STATED PROBLEM 1.
Give every line of the rows that come after the column on the Montreal mergers as a JSON list of strings, one string per line, with blank lines left out.

— Start of GIVEN PASSAGE —

At the end of June the Quebec Supreme Court threw out the application by Montreal municipalities attacking Bill 170, which forcibly amalgamated them. There was nothing in Judge Maurice Lagace’s decision that would give any hope to those opposed to the Bill – it was as depressing as the judgements by Ontario courts authorizing the Toronto amalgamations four years ago. Judge Lagace carefully outlined the 13 objections lodged against the legislation and then, just as carefully, dismissed each of them.

Henry Aubin, columnist with the Montreal Gazette, has done a telling critique of Lagace’s decision. In his column of June 29, Aubin writes:

`Lagace indicated yesterday that the [provincial] government possessed a constitutional right to pass whatever laws it pleased because it had won the last election. Under that narrow constitutional definition, he might be right.

`Yet during the election campaign the PQ never said it would do this.

`In fact, several weeks before voting day in 1998, l’Actualite magazine published an interview with Lucien Bouchard, then the PQ premier, who stated, “I do not think the one-island-one-city formula is the solution.” Voters had every reason to believe, then, that the PQ if re-elected would not impose a Bill 170-type merger on Montreal Island. Some mandate.

`The fact that the PQ was not the party that won the most votes cross Quebec also chips away at the idea that it wears some kind of moral aura justifying its municipal revolution.

`On Montreal Island, this lack of electoral mandate is especially obvious. Voters elected the PQ to only seven of the island’s 30 seats. In the suburbs, where opposition to the merger is the most intense, the PQ won no seats at all.
`One of the premises of democracy is that governments try to serve the public in a pleasing manner in the hope that it will re-elect them. Yet with the island suburbs that premise does not hold: the PQ can override the popular will with electoral impunity, since it never wins these suburban seats anyway.

`When five suburbs tried last fall to play the democratic game as the PQ has elsewhere established it, by using referendums to indicate public opinion, Quebec used legalistic pretexts for ignoring the results. It’s worth recalling those merger foes’ mega-landslide margins of victory: in Anjou they won 94 per cent of votes and in Montreal West, Baie d”Urfe, Westmount and Hampstead, 97 to 99 per cent.

`Hostility to mergers also pervades the province as a whole. In an Infas Inc. poll last month, 77 per cent of respondents in the five–to-be merged areas said Quebec was unjustified in proceeding with Bill 170.

`A further premise of democracy is that a legislature will debate bills before they become law. For a bill of this significance to citizens, many days’ debate would be appropriate. The government gave the opposition 60 minutes. Throughout the process, public consultation has been derisory. So the record could not be much clearer that this merger legislation, even if constitutional, is an assault on democratic culture.

`This is true not just for the brutal way in which Bill 170 has been enacted, but also for its effect on civic life in years to come. By expunging local municipal councils and replacing them with megacity councils that are far more distant from citizens, it will debilitate that level of government that until now has offered the closest thing to participatory democracy.

`All this, Legace’s judgement would lead one to believe, is perfectly legal. But it is also perfectly at odds with the traditional notion of citizenship.

— End of GIVEN PASSAGE —
— Start of DATASET EXTRACT —

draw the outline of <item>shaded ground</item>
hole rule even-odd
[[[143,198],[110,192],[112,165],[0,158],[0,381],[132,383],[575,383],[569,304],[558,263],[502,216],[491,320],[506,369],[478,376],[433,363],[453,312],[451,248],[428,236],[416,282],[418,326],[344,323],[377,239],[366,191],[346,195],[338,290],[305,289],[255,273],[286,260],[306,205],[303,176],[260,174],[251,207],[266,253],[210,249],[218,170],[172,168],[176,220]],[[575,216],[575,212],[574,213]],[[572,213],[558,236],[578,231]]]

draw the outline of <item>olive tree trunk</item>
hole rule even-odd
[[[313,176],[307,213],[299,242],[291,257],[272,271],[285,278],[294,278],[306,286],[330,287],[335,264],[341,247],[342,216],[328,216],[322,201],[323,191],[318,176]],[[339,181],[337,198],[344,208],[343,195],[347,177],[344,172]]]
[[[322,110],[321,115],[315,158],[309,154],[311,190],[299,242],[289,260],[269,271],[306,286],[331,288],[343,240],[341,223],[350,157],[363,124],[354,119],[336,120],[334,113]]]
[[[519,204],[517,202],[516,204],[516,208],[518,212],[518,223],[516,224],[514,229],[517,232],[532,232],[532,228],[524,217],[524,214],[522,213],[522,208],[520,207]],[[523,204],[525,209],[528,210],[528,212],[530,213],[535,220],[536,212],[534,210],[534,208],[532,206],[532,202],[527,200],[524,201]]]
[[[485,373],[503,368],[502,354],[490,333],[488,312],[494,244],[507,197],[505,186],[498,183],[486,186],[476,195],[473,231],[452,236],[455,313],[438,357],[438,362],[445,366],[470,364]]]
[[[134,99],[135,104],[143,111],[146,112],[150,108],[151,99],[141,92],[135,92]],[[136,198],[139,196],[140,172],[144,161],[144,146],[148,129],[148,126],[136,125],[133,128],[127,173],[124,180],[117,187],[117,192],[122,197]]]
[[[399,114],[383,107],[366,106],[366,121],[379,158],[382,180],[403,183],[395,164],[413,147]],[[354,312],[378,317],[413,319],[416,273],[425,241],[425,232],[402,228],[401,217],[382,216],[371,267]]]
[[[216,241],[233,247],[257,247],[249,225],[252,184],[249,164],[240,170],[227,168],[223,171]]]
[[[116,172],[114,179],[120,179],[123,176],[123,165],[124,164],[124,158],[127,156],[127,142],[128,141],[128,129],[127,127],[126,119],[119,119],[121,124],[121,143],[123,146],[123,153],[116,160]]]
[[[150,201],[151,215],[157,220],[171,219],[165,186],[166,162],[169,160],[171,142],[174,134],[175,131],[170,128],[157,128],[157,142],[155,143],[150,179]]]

— End of DATASET EXTRACT —

STATED PROBLEM 2.
Extend the column on the Montreal mergers, picking up right after its last sentence.

FINAL RESULT 1.
[
  "draw the outline of <item>shaded ground</item>",
  "hole rule even-odd",
  "[[[143,198],[110,192],[112,165],[0,158],[0,381],[132,383],[575,383],[569,304],[558,263],[502,216],[491,320],[506,369],[478,376],[433,363],[453,312],[451,248],[428,236],[416,282],[418,326],[344,323],[377,239],[366,191],[346,195],[338,290],[305,289],[255,273],[286,260],[306,205],[303,176],[260,174],[251,207],[266,253],[210,249],[218,170],[172,168],[176,220]],[[575,216],[575,212],[574,213]],[[572,213],[558,236],[578,231]]]",
  "draw the outline of <item>olive tree trunk</item>",
  "hole rule even-odd",
  "[[[313,176],[307,213],[299,242],[291,257],[272,271],[285,278],[294,278],[306,286],[330,287],[335,264],[341,247],[342,216],[328,216],[322,201],[323,191],[318,176]],[[339,181],[337,198],[344,208],[343,195],[347,177],[344,172]]]",
  "[[[322,110],[321,115],[315,158],[309,154],[311,190],[299,242],[289,260],[269,271],[306,286],[331,288],[343,240],[341,223],[350,157],[363,124],[354,119],[336,120],[334,113]]]",
  "[[[519,204],[517,202],[516,204],[516,208],[518,212],[518,223],[516,224],[514,229],[517,232],[532,232],[532,228],[524,217],[524,214],[522,213],[522,208],[520,207]],[[523,204],[525,209],[528,210],[528,212],[530,213],[535,220],[536,212],[534,210],[534,208],[532,206],[532,202],[527,200],[524,201]]]",
  "[[[485,373],[503,368],[502,354],[490,333],[488,312],[494,244],[507,197],[505,186],[498,183],[486,186],[476,195],[473,231],[452,236],[455,313],[438,357],[438,362],[445,366],[470,364]]]",
  "[[[134,99],[135,104],[143,111],[146,112],[150,108],[151,99],[141,92],[135,92]],[[136,198],[139,196],[140,172],[144,161],[144,146],[148,129],[148,126],[136,125],[133,128],[127,173],[124,180],[117,187],[117,192],[122,197]]]",
  "[[[399,114],[383,107],[366,106],[366,121],[379,158],[382,180],[403,183],[395,164],[413,147]],[[354,312],[378,317],[413,319],[416,273],[425,241],[425,232],[402,228],[401,217],[382,216],[371,267]]]",
  "[[[216,241],[233,247],[257,247],[249,225],[252,184],[249,164],[240,170],[227,168],[223,171]]]",
  "[[[116,172],[114,179],[120,179],[123,176],[123,165],[124,164],[124,158],[127,156],[127,142],[128,141],[128,129],[127,127],[126,119],[119,119],[121,124],[121,143],[123,146],[123,153],[116,160]]]",
  "[[[150,201],[151,215],[157,220],[171,219],[165,186],[166,162],[169,160],[171,142],[174,134],[175,131],[170,128],[157,128],[157,142],[155,143],[150,179]]]"
]

FINAL RESULT 2.
`In a real democracy, citizenship involves much more than just voting every few years and then going to sleep until the next election. The Lagace ruling blesses civic somnolence. Those suburbs that are challenging the judgement have high principle on their side.’

In his July 2 column Aubin analyses another aspect of Judge Lagace’s decision, namely that the amalgamated structures proposed in Bill 170 were based on many studies and `numerous recommendations.’ But as Aubin points out, `All of the studies looked at one-island, one-city centralization. All rejected it…[T]he government barged past these studies, ignoring their unanimous recommendations against municipal monolithism.’

Aubin’s articles can be found at www.montrealgazette.com

The decision of Judge Lagace (in French at http://www.soquij.qc.ca/fusions.doc ) has been appealed and will probably be heard in September.

2. Financial feast and municipal famine

Statistics Canada has recently documented the extraordinary decline of local government finances in Canada. In its report published on June 13, Stats Can notes that for the fourth consecutive year federal, provincial and territorial governments have very significant surpluses, much larger than last year.

This happy state of affairs does not exist for local governments. Collectively they posted a deficit of $443 million in 2000. The previous year they had a surplus of $2.5 billion.

Local government deficits were posted in five provinces and all three territories. The largest deficits were in Ontario where local governments spent $889 million more than the revenue available to them. That deficit is set against the $428 million surplus available to local governments in Alberta, beneficiaries of provincial policies to transfer a portion of gasoline taxes.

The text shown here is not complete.